Point-per-instance localization data
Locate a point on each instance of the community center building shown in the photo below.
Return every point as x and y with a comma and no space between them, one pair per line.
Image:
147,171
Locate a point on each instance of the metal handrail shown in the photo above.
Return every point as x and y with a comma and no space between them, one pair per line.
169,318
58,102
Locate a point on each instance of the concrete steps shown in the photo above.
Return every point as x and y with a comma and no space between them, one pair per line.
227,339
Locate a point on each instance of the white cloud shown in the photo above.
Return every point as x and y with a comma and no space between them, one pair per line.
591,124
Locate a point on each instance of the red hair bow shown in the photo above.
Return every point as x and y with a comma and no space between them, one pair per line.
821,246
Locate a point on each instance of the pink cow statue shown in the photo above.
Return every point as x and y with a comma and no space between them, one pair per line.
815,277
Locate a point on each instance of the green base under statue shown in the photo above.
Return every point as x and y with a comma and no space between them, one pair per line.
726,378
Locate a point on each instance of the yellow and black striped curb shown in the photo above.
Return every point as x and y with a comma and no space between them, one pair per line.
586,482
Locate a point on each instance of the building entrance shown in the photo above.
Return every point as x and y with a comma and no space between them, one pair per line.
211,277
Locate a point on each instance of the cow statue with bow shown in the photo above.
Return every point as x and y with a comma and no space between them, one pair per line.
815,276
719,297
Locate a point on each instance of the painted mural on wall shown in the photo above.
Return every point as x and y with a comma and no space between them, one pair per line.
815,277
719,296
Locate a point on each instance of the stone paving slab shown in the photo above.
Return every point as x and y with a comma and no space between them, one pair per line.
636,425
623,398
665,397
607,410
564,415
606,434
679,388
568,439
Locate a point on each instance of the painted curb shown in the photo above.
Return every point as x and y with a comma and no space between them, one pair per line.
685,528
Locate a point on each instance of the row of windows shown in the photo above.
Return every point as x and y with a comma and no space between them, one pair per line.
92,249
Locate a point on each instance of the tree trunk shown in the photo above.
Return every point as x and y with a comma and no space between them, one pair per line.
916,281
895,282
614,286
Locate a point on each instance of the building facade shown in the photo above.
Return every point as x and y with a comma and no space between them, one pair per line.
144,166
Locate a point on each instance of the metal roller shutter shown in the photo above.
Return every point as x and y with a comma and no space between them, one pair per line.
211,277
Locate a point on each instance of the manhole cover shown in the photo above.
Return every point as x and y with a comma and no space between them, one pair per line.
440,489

Activity:
Locate the word "statue" in the records and collect each line it appears in.

Solution for this task:
Locate a point on each instance of the pink cow statue shown in the photo above.
Locate a point on each instance of the green base under statue shown in the photo above.
Locate a point on each instance of the cow statue with bow shown in the photo above.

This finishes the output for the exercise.